>> Begin Records for the task

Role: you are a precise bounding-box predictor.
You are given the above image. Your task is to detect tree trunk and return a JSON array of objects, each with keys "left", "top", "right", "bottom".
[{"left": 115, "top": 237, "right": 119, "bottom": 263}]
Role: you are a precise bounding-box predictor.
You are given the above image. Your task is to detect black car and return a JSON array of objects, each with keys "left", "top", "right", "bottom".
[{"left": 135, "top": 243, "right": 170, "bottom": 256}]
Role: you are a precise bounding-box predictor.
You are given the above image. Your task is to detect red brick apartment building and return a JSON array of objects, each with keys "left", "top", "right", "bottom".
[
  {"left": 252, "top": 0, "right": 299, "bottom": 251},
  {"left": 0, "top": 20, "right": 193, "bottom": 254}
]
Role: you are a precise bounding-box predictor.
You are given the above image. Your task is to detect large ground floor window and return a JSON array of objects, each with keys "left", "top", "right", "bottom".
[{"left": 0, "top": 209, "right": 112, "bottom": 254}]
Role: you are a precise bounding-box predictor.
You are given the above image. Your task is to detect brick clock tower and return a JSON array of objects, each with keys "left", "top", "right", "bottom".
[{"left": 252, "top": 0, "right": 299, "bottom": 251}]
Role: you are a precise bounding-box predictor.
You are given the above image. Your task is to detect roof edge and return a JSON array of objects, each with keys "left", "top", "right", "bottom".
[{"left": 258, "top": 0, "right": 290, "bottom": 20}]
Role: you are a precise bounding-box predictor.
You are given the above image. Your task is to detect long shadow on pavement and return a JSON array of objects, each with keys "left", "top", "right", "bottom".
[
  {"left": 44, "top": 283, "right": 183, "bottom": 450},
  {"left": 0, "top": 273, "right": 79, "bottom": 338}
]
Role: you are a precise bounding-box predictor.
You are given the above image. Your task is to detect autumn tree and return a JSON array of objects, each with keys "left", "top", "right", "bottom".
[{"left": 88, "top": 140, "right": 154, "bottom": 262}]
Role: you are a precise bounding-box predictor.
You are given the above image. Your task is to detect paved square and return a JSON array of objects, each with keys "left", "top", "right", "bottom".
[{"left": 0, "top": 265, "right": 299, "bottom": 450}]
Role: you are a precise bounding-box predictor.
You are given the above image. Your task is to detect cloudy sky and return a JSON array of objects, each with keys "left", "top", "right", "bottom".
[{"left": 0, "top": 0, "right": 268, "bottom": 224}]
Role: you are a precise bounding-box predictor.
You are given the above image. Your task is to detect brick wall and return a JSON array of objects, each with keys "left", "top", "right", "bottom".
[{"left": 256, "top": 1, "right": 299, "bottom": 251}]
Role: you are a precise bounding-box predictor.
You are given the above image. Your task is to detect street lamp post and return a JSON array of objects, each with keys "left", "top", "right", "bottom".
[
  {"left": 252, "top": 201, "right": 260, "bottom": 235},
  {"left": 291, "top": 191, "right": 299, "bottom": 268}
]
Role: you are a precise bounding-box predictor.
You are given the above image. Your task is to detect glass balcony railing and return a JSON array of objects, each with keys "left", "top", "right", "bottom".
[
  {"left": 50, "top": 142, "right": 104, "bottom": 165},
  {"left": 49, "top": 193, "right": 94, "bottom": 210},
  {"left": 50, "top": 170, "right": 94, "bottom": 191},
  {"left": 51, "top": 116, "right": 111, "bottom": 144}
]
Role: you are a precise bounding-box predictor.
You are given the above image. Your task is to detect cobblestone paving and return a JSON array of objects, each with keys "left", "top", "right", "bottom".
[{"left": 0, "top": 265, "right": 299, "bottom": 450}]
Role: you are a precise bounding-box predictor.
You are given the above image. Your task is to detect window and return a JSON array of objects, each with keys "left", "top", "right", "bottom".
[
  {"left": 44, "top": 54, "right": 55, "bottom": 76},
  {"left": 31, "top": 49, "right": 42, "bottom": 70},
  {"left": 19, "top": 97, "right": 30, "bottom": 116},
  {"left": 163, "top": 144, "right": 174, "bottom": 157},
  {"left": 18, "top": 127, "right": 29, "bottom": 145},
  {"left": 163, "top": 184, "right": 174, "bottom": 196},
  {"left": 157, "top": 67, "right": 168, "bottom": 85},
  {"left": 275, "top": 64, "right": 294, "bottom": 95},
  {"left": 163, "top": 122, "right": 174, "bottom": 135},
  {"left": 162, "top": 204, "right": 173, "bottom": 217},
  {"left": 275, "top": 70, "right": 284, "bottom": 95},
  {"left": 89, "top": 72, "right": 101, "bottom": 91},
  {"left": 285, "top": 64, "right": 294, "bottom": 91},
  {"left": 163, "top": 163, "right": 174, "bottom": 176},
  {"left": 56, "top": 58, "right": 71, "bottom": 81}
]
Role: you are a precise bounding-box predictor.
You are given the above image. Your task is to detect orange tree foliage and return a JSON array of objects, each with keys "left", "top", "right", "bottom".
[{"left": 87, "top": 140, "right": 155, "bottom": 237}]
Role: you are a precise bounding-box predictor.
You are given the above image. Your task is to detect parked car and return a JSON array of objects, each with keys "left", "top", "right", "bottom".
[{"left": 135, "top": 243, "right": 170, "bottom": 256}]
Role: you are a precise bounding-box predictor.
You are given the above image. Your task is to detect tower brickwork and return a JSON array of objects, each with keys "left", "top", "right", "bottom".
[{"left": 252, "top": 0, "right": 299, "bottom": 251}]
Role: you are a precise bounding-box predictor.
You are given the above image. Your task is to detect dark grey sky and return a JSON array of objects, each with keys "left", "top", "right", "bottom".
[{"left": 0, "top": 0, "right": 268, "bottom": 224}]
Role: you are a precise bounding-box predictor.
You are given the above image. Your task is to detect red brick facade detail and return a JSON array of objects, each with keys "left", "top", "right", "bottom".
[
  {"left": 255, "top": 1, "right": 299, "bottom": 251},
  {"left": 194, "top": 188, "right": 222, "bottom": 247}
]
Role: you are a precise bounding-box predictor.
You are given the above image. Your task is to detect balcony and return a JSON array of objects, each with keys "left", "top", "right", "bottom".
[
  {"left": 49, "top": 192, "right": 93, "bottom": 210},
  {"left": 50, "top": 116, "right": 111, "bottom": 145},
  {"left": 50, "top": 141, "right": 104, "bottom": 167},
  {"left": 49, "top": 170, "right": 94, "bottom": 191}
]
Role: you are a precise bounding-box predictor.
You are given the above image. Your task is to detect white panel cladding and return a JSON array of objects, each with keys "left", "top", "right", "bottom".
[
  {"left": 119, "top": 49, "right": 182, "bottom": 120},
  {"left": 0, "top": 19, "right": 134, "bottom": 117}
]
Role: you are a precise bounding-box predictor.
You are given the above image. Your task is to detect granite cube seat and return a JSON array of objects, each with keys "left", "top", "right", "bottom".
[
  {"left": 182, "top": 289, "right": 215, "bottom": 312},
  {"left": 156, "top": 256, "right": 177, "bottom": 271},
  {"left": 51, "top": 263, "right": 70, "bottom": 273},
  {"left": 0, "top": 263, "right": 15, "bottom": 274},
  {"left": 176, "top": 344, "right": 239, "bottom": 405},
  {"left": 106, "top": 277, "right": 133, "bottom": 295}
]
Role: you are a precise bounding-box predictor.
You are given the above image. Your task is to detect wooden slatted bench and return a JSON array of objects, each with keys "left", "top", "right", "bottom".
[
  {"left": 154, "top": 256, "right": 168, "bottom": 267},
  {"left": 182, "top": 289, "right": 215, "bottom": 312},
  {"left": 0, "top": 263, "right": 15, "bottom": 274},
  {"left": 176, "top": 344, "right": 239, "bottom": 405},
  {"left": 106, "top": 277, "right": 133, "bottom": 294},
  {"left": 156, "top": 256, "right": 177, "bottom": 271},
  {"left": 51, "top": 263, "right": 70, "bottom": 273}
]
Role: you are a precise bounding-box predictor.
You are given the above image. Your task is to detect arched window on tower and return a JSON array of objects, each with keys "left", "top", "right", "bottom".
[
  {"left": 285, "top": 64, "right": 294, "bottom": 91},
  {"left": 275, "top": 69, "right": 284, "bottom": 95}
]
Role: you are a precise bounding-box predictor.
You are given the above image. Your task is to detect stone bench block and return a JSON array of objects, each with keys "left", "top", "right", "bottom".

>> End Records for the task

Task directions:
Count the lines in the data above that contain the string "balcony", where case counts. Reply with the number only.

Finished exercise:
2